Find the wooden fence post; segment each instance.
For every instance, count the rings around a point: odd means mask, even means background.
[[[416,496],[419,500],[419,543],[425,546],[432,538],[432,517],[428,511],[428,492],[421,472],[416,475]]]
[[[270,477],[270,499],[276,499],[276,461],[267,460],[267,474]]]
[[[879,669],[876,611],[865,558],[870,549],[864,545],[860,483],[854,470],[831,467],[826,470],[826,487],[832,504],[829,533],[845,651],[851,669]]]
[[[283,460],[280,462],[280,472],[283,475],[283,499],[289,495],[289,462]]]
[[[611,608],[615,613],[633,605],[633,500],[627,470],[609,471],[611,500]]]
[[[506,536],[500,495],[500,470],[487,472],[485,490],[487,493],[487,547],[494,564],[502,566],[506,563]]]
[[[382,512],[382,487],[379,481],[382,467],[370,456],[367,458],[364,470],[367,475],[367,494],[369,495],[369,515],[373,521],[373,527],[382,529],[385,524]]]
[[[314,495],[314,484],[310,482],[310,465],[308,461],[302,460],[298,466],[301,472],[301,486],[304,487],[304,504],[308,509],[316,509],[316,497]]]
──────────────────────────────
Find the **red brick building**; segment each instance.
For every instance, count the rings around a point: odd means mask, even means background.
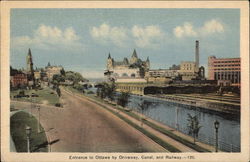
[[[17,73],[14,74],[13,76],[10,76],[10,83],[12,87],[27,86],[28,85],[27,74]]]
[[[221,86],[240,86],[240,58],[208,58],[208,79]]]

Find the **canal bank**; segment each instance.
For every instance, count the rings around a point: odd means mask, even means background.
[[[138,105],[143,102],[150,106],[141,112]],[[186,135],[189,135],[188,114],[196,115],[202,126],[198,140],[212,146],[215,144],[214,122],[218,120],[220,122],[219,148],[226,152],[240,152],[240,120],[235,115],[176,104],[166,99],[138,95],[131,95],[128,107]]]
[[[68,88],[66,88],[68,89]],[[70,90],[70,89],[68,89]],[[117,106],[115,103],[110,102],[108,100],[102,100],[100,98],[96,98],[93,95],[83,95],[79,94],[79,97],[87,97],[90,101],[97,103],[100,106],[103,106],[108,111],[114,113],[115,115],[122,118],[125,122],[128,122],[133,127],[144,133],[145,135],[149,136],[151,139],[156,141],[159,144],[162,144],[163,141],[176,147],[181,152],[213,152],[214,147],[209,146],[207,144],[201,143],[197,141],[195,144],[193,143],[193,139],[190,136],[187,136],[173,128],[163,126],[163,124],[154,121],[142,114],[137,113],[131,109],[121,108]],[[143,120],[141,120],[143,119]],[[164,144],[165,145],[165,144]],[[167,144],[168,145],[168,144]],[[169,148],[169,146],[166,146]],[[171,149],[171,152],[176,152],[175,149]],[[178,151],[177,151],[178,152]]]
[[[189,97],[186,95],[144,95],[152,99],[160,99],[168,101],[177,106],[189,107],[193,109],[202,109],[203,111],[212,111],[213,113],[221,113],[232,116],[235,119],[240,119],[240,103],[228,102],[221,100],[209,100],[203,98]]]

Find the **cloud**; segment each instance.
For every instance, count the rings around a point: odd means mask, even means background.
──────────────────────────────
**AIM**
Pick out each row above that contains the word "Find" and copy those rows.

**RESULT OF THIS EXERCISE**
Find the wooden fence post; segment each instance.
Find the **red brick building**; segment each instance.
Find the **canal bank**; segment each instance.
Find the **cloud**; segment each instance.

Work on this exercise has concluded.